Page text:
Fordos studied pharmacy in Paris, completed an internship in hospital pharmacy, and for the remainder of his professional career directed pharmacy services at three Paris municipal hospitals: Midi (1841–1842), Saint-Antoine (1842–1859), and Charité (1859–1878). A friendship with Amédée Gélis, a fellow pharmacy intern, led to many years of scientific collaboration. Fordos and Gélis were among a group of hospital pharmacy intern who in 1838 founded the Société d’Émulation pour les Sciences Pharmaceutiques, which for several decades provided an important scientific outlet for young pharmacy students serving internships in the Paris hospitals.

The bulk of Fordos’s scientific work was carried on jointly with Gélis, who later made a career in industrial chemistry. The two were especially successful in their investigation of inorganic sulfur compounds. In 1842 they published their discovery of sodium tetrathionate, and in 1850 they elucidated the composition of sulfur nitride.

Task statement: In the biographical text on Fordos, which compound did he and Gélis report discovering in 1842?

Dataset entries:
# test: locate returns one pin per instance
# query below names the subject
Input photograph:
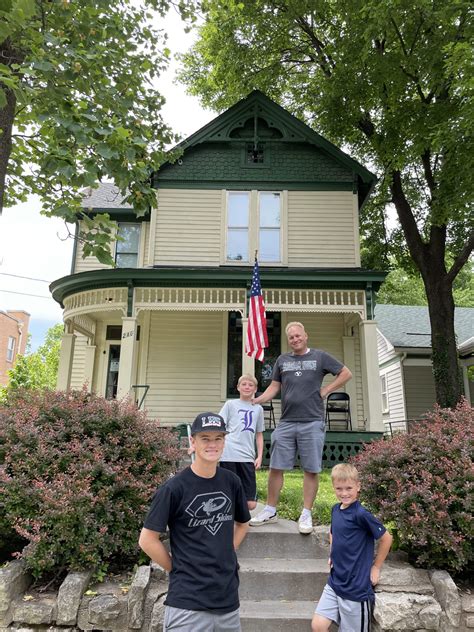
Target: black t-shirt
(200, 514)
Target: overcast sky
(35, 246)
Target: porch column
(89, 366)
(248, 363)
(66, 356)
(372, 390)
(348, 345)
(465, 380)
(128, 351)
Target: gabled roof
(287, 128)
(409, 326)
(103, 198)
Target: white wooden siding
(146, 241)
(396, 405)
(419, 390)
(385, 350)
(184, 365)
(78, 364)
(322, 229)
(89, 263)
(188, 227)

* * *

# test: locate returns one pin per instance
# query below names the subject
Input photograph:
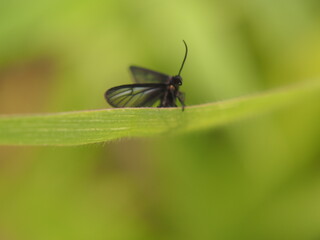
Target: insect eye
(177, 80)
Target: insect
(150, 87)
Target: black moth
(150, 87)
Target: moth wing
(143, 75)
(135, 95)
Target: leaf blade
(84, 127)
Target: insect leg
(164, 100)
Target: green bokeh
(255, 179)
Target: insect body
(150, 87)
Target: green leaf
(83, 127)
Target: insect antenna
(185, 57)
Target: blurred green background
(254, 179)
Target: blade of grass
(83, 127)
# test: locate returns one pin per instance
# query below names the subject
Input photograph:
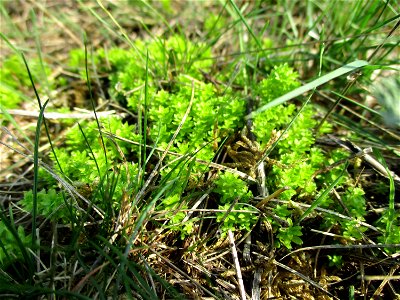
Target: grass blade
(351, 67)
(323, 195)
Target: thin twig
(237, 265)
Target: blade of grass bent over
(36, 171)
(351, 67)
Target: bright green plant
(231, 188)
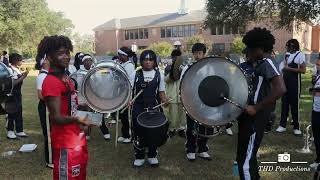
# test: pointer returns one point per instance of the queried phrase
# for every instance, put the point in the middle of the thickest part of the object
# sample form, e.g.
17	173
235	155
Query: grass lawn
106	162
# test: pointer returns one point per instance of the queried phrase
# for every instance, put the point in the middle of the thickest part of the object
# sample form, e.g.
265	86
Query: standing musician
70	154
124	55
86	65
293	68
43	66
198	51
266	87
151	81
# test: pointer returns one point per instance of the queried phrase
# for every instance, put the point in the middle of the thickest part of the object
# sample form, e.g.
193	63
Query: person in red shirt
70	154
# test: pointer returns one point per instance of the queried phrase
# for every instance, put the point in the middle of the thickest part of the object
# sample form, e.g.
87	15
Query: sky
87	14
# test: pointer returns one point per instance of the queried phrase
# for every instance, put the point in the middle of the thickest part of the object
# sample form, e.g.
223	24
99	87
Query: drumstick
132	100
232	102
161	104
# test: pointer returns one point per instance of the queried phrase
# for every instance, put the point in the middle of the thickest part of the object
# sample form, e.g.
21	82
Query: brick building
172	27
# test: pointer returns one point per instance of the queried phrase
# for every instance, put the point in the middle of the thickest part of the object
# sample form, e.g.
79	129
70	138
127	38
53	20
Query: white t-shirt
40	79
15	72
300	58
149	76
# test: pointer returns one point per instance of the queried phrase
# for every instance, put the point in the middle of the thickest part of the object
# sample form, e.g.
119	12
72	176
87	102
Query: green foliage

---

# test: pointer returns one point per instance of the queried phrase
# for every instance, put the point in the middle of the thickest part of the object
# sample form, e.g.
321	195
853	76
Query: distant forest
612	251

Worked solution: Sodium tetrathionate.